### WRITTEN REQUEST
How many lines in the items below contain the word "cloud"? Reply with the number only.

Stored data entries:
————
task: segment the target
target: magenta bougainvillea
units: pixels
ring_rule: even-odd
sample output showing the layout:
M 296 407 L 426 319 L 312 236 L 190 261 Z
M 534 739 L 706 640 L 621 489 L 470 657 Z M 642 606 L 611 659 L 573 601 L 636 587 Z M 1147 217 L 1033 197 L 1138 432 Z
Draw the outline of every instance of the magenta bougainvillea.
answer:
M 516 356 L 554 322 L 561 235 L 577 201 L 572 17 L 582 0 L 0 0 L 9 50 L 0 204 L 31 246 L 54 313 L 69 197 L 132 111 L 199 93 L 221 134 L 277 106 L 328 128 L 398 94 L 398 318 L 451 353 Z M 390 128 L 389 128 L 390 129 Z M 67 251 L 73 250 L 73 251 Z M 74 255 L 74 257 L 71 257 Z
————
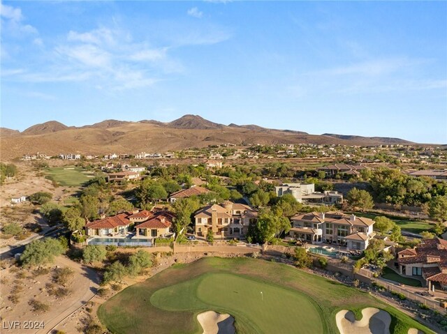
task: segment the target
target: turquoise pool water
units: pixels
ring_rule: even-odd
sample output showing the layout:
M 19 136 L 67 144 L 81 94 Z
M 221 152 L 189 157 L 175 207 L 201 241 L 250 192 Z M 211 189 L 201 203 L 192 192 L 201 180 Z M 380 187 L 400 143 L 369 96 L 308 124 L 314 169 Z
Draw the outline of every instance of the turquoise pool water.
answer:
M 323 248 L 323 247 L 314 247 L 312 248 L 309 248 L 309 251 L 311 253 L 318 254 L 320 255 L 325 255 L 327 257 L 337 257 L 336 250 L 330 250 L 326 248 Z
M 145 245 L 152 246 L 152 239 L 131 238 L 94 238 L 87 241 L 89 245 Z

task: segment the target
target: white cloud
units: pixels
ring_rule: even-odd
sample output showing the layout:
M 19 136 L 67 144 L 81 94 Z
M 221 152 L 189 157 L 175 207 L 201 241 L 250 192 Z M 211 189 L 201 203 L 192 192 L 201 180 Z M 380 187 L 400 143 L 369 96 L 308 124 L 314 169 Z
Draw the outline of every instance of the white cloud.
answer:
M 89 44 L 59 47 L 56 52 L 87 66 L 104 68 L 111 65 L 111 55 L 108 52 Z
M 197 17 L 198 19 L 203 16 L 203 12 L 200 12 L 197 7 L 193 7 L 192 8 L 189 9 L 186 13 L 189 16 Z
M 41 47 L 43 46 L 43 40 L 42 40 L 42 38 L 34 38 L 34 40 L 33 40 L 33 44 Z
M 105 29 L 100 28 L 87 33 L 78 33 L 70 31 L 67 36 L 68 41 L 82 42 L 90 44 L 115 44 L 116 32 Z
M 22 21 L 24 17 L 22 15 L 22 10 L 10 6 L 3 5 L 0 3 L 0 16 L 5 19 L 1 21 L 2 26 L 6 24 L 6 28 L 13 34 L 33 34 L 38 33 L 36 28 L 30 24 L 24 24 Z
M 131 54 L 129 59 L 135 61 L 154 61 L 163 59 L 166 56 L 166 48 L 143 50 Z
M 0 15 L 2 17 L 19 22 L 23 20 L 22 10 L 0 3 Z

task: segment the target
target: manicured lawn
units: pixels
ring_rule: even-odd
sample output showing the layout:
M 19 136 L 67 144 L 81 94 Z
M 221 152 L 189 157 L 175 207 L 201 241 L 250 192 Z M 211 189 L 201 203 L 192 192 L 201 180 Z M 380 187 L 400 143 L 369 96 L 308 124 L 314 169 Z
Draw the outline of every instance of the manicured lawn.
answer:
————
### THE RESULT
2